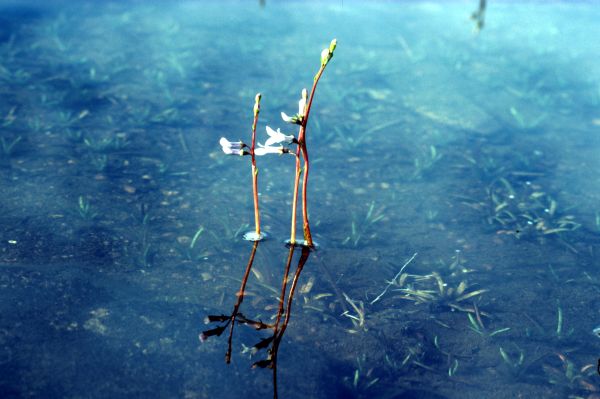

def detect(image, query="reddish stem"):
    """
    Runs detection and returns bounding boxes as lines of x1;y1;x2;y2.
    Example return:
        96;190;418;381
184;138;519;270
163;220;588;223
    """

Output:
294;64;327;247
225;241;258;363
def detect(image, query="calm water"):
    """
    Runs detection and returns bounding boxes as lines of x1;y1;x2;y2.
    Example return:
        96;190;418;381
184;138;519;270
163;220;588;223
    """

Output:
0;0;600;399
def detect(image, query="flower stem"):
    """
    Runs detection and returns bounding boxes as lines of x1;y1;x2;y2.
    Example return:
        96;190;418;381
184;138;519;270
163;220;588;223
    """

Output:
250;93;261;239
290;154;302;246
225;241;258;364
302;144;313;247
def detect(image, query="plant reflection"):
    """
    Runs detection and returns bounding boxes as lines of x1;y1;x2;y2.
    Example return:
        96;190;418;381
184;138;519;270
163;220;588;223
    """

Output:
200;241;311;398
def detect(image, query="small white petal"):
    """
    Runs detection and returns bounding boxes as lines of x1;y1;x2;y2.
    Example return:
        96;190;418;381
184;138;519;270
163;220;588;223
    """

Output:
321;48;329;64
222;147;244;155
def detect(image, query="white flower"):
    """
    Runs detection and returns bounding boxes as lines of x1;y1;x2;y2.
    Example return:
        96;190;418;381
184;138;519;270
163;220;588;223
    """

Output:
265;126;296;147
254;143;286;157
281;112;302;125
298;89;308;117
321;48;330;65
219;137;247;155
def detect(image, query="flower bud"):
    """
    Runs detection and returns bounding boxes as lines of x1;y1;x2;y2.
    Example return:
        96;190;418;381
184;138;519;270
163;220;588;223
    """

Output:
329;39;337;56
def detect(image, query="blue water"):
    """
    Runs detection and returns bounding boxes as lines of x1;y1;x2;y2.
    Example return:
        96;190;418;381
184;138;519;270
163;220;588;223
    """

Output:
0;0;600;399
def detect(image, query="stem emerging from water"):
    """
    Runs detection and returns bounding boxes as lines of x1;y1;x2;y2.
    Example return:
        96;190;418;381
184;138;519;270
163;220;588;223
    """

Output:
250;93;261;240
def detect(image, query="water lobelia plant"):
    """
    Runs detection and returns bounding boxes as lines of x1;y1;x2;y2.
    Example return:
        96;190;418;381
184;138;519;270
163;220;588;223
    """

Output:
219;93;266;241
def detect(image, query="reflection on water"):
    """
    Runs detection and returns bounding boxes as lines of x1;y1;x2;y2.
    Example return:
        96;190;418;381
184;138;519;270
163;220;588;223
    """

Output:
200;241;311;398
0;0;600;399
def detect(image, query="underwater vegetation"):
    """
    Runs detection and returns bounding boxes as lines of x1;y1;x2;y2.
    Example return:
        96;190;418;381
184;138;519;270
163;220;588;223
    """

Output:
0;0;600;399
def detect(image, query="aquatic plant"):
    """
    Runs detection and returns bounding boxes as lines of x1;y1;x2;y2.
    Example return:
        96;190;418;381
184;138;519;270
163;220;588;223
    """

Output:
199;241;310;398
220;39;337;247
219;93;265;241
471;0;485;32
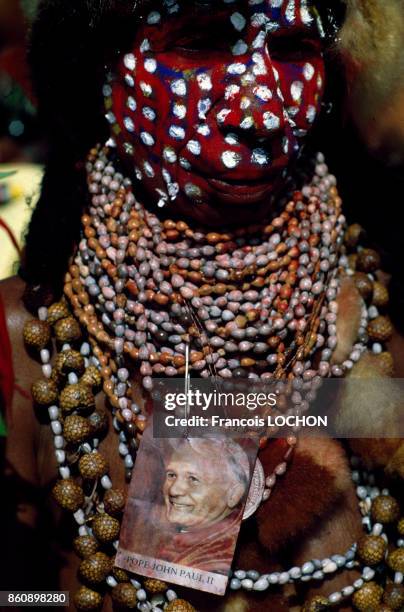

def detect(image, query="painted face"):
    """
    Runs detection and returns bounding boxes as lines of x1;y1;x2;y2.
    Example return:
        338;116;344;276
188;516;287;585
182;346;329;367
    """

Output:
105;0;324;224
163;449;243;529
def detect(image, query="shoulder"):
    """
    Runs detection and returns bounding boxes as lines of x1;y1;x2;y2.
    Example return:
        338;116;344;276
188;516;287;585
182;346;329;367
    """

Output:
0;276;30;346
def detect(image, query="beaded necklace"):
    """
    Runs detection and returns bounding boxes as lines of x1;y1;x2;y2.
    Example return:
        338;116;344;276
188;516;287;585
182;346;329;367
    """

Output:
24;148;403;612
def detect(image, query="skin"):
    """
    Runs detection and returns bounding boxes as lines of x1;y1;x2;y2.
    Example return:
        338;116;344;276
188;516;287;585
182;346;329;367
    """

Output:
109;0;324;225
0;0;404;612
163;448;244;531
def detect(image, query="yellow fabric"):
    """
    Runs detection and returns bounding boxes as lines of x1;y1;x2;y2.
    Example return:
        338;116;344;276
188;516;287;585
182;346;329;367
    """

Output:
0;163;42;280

* * *

Directions for this task:
Give back all of the records above line for line, with nothing changed, and leave out the pictures.

Reply:
def detect(image, query="reddish stem"):
    """
    Runs detection and returns bounding boxes as lines of x1;y1;x2;y2.
    Example return:
        96;190;418;381
184;138;519;270
163;220;588;223
    """

Output:
294;64;327;247
225;241;258;363
def detect(image, query="calm water"):
    """
    Runs detection and returns bounding boxes as lines of x1;y1;x2;y2.
    Example return:
        96;190;418;381
184;138;519;270
163;220;588;223
    """

Output:
0;0;600;399
def detect(image, query="flower stem"):
    """
    Runs detection and returns bounding boxes as lines of x1;y1;x2;y2.
    Example return:
        96;190;418;381
184;138;519;270
163;220;588;223
    """

Output:
250;93;261;239
290;154;302;246
225;241;258;364
302;144;313;247
def detect(image, query="plant reflection"):
    """
    Runs detection and returns bounding boxes as lines of x1;y1;x2;y2.
    Example return:
        96;190;418;381
184;138;519;270
163;220;588;223
    """

Output:
200;241;311;398
def detect(image, query="small white petal"):
    """
    Runs detection and returns bounding boxes as lines of x1;y1;x2;y2.
    Example return:
        96;190;418;381
184;138;519;270
163;220;588;223
    """

Output:
321;48;329;64
222;147;244;155
def detect(image, query="white flower"):
    """
    Runs detection and returns bounding boxes as lines of x1;y1;x2;y2.
    Example return:
        96;190;418;381
184;138;519;270
163;220;588;223
    """

Output:
265;126;296;147
254;143;286;157
281;112;302;125
298;89;308;117
321;48;330;65
219;137;247;155
def detect(image, query="flower bud"):
    """
    Runs detection and returns bounding boxes as lines of x1;y1;x2;y2.
    Example return:
        96;190;418;381
184;138;519;270
163;220;588;223
    """

Output:
329;39;337;56
def detect(image, query="blue water"):
    """
    Runs detection and returns bounding boxes as lines of x1;y1;x2;y2.
    Example return:
        96;190;418;381
184;138;519;270
163;220;588;223
    """

Output:
0;0;600;399
def detect(image, query="stem emerging from water"):
    """
    Runs detection and returns bounding boxes as lines of x1;y1;x2;y2.
    Example return:
        96;190;418;381
184;138;519;270
163;220;588;223
    """

Output:
250;93;261;240
def detect(image, query="water lobelia plant"):
    """
    Runs detection and returns bounding boxes as lines of x1;y1;x2;y2.
    Example return:
        96;190;418;381
184;138;519;270
163;220;588;223
    """

Output:
219;93;266;241
def detect(image, query="reflection on water"):
    """
    Runs detection and returns bounding boxes as lines of x1;y1;x2;y2.
    Example return:
        96;190;418;381
184;138;519;270
163;220;588;223
    """

Output:
200;241;311;398
0;0;600;399
def detect(image, query="underwater vegetation"):
    """
    Runs detection and returns bounding boxes as lines of x1;y1;x2;y2.
    Example return:
        96;190;418;381
184;138;519;270
163;220;588;223
    """

Output:
0;0;600;399
def detect(image, query="aquatic plant"):
    """
    Runs detection and returns bounding boxes as lines of x1;y1;x2;y2.
    Example return:
        96;190;418;381
184;138;519;270
163;220;588;223
    """

Output:
199;241;310;398
220;39;337;247
219;93;265;241
471;0;485;32

def detect(image, query="painted face"):
    """
    Runs detection and returns bounding boxes as lines of x1;y1;x2;y2.
    Example return:
        338;116;344;276
188;516;287;585
182;346;329;367
    """

Output:
105;0;324;224
163;449;243;529
def detect(image, query="shoulder"):
    """
    Runs detection and returns bounding boxes as lines of x1;y1;x2;y2.
    Example return:
        338;116;344;276
188;516;287;585
182;346;329;367
    """

Output:
0;276;30;346
def detect(image, query="beaded necklace"):
    """
    Runs detection and returns bounding boxes as lines of x1;y1;x2;y2.
    Example return:
        338;116;344;276
188;516;287;585
182;346;329;367
    """

Output:
24;148;403;612
def detect(image, query="skin"):
    """
    Runs detection and returns bounding boxes as lines of x1;y1;x2;y2.
    Example return:
        338;116;344;276
188;516;287;585
182;346;329;367
    """

Output:
109;0;324;225
0;0;404;612
163;448;244;531
def detect(image, query="yellow fabric"):
    """
    Runs detection and returns bounding boxes as lines of x1;y1;x2;y2.
    Example return:
        338;116;344;276
188;516;287;585
182;346;329;367
    """

Output:
0;163;42;280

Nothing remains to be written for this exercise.